__Problem statement__: Recast the lines from the one containing "wooden post, one" through the end of the lines, inclusive, as a two-column CSV with the header text,answer. Put that first line in text and the coordinate lines after it in answer, each as one quoted field with line breaks turned into spaces.

__Data to use__:
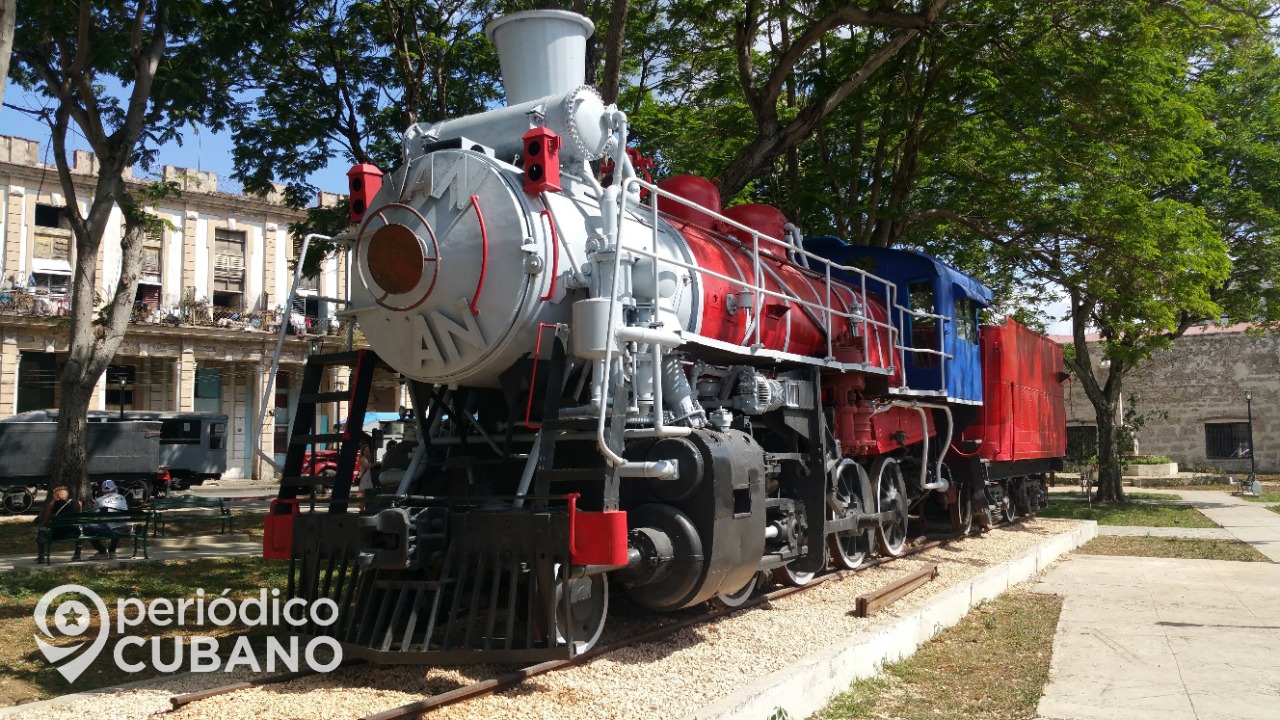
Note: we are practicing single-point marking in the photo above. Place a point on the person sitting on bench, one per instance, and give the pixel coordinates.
(59, 501)
(110, 501)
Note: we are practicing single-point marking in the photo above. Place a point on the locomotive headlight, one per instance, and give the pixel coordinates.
(396, 259)
(397, 256)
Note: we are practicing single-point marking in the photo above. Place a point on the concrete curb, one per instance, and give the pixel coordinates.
(810, 683)
(200, 541)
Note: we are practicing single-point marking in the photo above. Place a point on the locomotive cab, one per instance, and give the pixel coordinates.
(929, 294)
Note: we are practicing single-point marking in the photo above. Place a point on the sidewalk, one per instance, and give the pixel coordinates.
(1248, 522)
(1144, 638)
(1147, 638)
(196, 547)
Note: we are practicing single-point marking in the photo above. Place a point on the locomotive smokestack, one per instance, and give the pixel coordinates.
(542, 53)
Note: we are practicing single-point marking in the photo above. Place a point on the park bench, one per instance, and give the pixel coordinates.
(48, 536)
(183, 507)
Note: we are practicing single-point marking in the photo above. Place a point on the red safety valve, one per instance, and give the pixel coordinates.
(364, 181)
(542, 160)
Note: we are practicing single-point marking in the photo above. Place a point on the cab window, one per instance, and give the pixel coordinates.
(967, 320)
(924, 331)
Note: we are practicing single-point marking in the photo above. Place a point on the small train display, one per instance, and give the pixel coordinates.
(146, 452)
(629, 387)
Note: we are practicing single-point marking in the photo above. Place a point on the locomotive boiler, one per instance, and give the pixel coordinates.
(622, 384)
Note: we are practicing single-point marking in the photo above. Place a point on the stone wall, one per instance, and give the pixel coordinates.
(1202, 378)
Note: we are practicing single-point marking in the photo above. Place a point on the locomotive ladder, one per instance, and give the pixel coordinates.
(304, 437)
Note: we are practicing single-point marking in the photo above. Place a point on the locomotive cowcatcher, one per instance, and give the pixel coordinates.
(629, 388)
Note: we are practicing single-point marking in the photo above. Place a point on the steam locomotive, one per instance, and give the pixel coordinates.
(626, 387)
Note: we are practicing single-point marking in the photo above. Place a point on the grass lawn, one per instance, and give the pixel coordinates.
(992, 665)
(1139, 514)
(27, 675)
(1187, 548)
(19, 537)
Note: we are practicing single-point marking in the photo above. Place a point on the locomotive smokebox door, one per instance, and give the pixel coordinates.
(542, 160)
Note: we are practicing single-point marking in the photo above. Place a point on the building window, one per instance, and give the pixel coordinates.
(51, 217)
(228, 265)
(152, 255)
(53, 283)
(118, 396)
(37, 377)
(209, 383)
(1082, 442)
(1224, 441)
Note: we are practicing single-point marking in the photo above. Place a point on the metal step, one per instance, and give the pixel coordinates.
(309, 481)
(312, 397)
(312, 440)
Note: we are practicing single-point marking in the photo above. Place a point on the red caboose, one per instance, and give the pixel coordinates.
(1018, 437)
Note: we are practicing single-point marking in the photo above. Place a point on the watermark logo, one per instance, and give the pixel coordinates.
(68, 611)
(72, 619)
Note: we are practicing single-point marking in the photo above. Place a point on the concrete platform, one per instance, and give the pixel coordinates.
(807, 686)
(1144, 638)
(1248, 522)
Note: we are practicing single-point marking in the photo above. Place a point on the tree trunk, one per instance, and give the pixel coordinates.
(615, 40)
(1110, 488)
(8, 17)
(71, 463)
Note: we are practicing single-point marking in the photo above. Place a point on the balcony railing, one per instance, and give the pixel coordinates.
(19, 302)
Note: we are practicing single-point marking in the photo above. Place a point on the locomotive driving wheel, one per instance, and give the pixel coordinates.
(848, 547)
(1009, 502)
(890, 495)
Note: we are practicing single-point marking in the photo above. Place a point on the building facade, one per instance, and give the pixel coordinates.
(210, 302)
(1202, 399)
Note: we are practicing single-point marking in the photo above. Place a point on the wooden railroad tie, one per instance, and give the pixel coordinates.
(873, 601)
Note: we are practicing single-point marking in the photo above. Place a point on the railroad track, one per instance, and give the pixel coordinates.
(517, 677)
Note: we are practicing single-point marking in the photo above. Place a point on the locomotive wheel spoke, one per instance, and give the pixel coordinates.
(890, 490)
(848, 548)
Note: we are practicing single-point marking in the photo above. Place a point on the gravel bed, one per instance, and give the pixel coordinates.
(666, 679)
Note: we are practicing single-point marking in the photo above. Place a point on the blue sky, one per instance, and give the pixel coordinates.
(202, 150)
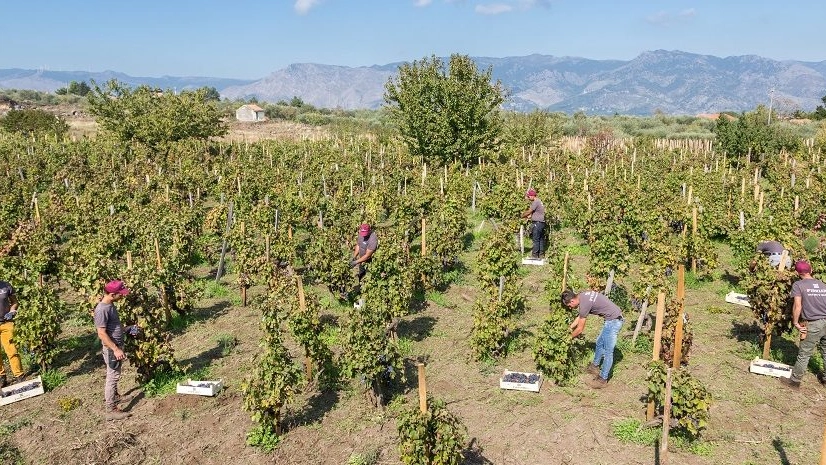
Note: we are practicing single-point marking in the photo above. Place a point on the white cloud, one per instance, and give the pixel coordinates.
(303, 6)
(493, 8)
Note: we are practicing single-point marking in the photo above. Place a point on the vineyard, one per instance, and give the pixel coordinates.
(237, 256)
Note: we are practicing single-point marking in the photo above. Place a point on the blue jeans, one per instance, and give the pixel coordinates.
(606, 342)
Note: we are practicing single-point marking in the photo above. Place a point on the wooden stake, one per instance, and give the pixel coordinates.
(666, 420)
(422, 389)
(641, 317)
(678, 331)
(158, 254)
(565, 272)
(658, 336)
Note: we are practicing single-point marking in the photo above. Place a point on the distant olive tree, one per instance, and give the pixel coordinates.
(446, 114)
(153, 117)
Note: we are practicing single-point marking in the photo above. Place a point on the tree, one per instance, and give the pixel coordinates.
(34, 122)
(446, 115)
(152, 117)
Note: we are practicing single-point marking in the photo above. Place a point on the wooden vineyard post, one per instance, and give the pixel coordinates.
(666, 420)
(302, 305)
(694, 237)
(565, 272)
(658, 335)
(678, 331)
(422, 389)
(640, 318)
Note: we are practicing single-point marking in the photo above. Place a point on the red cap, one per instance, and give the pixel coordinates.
(803, 266)
(116, 287)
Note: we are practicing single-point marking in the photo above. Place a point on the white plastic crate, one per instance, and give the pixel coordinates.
(767, 367)
(532, 387)
(200, 388)
(9, 398)
(739, 299)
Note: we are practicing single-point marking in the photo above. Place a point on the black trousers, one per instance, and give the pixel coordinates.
(538, 238)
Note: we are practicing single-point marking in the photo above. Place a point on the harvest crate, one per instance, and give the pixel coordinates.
(200, 388)
(532, 387)
(533, 261)
(739, 299)
(767, 367)
(9, 398)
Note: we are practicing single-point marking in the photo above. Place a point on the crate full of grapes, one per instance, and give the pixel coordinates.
(767, 367)
(20, 391)
(520, 381)
(200, 388)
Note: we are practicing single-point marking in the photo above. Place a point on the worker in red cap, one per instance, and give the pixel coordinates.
(536, 213)
(366, 244)
(809, 317)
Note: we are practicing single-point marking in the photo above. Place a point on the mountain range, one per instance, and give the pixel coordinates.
(671, 82)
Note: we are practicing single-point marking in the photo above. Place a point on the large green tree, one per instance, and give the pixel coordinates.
(446, 114)
(153, 117)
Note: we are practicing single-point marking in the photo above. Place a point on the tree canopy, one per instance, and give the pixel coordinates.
(154, 117)
(446, 114)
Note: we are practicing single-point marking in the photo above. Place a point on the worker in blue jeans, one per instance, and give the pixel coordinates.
(594, 303)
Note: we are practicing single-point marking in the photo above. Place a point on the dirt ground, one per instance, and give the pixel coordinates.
(754, 420)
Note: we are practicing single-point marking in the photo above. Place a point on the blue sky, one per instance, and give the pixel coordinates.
(252, 38)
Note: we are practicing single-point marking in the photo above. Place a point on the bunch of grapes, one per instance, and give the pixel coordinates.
(521, 378)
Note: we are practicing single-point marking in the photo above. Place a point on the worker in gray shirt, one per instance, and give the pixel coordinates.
(536, 213)
(809, 317)
(594, 303)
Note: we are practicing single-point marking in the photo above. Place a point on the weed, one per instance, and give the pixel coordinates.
(165, 382)
(405, 346)
(438, 298)
(631, 430)
(263, 438)
(67, 404)
(369, 457)
(215, 290)
(227, 343)
(52, 379)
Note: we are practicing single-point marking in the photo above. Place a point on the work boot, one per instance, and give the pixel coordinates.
(117, 414)
(597, 382)
(794, 384)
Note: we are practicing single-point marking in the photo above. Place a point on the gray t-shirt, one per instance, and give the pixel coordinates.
(370, 242)
(769, 247)
(594, 303)
(106, 316)
(537, 210)
(6, 291)
(813, 295)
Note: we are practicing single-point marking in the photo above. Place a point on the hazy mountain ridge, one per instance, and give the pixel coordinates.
(673, 82)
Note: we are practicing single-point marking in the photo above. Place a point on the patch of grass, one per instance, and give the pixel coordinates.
(631, 430)
(405, 346)
(165, 382)
(369, 457)
(227, 343)
(11, 427)
(215, 290)
(264, 438)
(52, 379)
(438, 298)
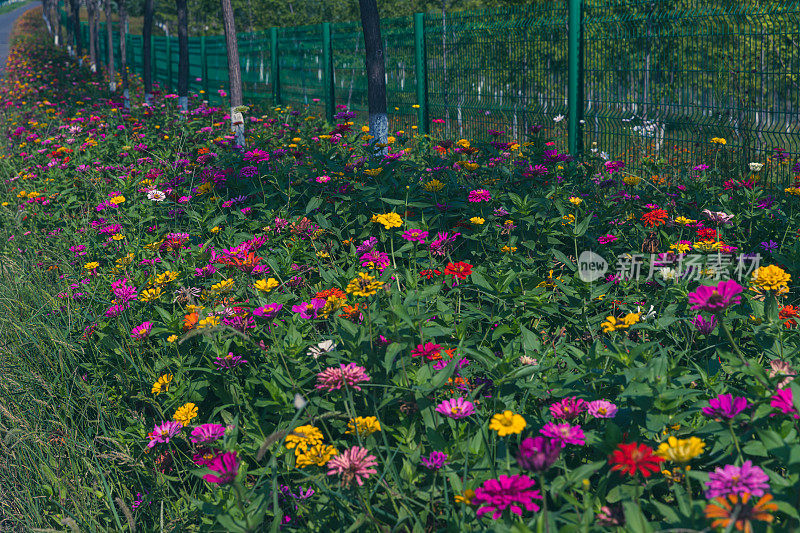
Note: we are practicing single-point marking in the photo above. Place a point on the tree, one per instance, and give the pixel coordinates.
(112, 78)
(76, 27)
(376, 72)
(234, 72)
(91, 7)
(183, 56)
(147, 67)
(123, 51)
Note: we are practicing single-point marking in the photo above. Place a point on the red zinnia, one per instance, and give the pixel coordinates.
(633, 457)
(656, 217)
(707, 234)
(459, 270)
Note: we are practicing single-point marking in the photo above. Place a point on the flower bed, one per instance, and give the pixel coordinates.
(455, 335)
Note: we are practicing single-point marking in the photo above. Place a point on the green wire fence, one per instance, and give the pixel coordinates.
(654, 77)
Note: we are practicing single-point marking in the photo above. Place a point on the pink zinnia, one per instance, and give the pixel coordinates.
(602, 409)
(428, 350)
(568, 408)
(479, 195)
(349, 375)
(225, 467)
(142, 331)
(456, 408)
(783, 400)
(732, 479)
(162, 433)
(417, 235)
(309, 310)
(506, 492)
(715, 299)
(207, 433)
(564, 433)
(725, 406)
(352, 465)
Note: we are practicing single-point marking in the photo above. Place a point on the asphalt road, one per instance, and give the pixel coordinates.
(6, 23)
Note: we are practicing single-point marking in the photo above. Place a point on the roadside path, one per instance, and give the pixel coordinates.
(6, 24)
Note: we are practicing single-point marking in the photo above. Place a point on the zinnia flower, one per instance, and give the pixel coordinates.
(538, 453)
(225, 467)
(349, 375)
(732, 479)
(716, 299)
(507, 423)
(564, 434)
(506, 492)
(162, 433)
(568, 408)
(456, 408)
(632, 458)
(207, 433)
(353, 465)
(740, 508)
(602, 409)
(725, 406)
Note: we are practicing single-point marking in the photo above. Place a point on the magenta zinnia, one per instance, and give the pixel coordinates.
(731, 479)
(352, 465)
(716, 299)
(506, 492)
(349, 375)
(456, 408)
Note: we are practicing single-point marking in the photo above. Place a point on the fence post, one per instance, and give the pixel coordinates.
(275, 66)
(204, 67)
(575, 82)
(327, 78)
(421, 73)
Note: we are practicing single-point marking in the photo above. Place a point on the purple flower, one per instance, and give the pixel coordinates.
(435, 460)
(602, 409)
(783, 400)
(225, 467)
(705, 327)
(732, 479)
(568, 408)
(715, 299)
(725, 406)
(310, 309)
(207, 433)
(506, 492)
(564, 433)
(537, 454)
(162, 433)
(142, 331)
(229, 361)
(268, 311)
(479, 195)
(456, 408)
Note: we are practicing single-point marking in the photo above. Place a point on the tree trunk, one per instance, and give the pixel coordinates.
(376, 72)
(147, 67)
(123, 51)
(234, 72)
(183, 57)
(76, 27)
(112, 77)
(91, 7)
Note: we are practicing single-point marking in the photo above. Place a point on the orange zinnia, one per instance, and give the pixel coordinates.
(721, 510)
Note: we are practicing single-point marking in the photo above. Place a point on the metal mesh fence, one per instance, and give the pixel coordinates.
(656, 77)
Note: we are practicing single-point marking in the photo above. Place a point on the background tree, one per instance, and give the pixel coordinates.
(376, 71)
(234, 72)
(123, 51)
(183, 56)
(147, 67)
(112, 77)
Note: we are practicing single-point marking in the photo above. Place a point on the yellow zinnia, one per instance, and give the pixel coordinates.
(507, 423)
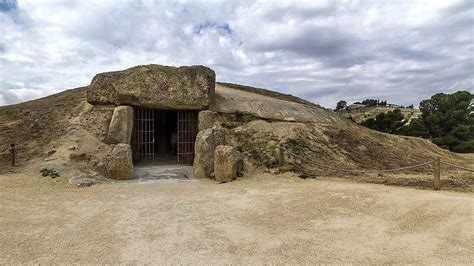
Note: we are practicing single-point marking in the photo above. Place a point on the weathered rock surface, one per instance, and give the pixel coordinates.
(207, 119)
(119, 162)
(206, 141)
(231, 100)
(5, 157)
(155, 86)
(121, 125)
(227, 163)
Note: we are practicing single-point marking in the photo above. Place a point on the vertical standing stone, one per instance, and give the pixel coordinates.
(121, 125)
(119, 162)
(207, 119)
(206, 141)
(227, 163)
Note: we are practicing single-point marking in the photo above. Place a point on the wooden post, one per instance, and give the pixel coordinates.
(13, 152)
(437, 173)
(281, 157)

__Output below__:
text,answer
"Note: we are practicing single-point marking in the photo above. Place a point on the wooden post, one per instance, and give the pixel coordinates.","(13, 152) (437, 173) (281, 157)"